● **Task instructions**
Write the records out again, exactly.

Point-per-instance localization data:
--------------------------------

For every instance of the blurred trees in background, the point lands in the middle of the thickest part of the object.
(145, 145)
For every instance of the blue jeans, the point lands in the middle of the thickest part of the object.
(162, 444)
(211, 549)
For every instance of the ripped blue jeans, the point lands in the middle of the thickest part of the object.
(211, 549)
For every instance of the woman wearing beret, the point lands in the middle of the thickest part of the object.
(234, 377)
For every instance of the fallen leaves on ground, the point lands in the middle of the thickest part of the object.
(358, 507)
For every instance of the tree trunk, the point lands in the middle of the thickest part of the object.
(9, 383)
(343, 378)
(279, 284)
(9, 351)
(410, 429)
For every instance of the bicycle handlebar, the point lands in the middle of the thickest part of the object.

--------------------------------

● **Task output**
For every instance of the blurred trees in background, the point lands in the middle of the thickest part of the object.
(145, 145)
For every instance of the blue jeans, the point lands in the middle of the thickest part of the object.
(162, 444)
(211, 549)
For every instance of the ripped blue jeans, the point lands in the middle of the thickest part of the object.
(211, 549)
For every instance of the woman wearing beret, the point lands in the middle of the thickest part of the object.
(234, 377)
For every instance of the fallen leaves on ground, the point lands in the middle of the thickest part of the object.
(358, 507)
For every instance of the tree trunk, the point lands in the middle of the thickest part of the object.
(9, 383)
(343, 378)
(279, 284)
(9, 351)
(410, 429)
For every instance of the bicycle handlebar, the point lands in the middle of the thickest part of the object.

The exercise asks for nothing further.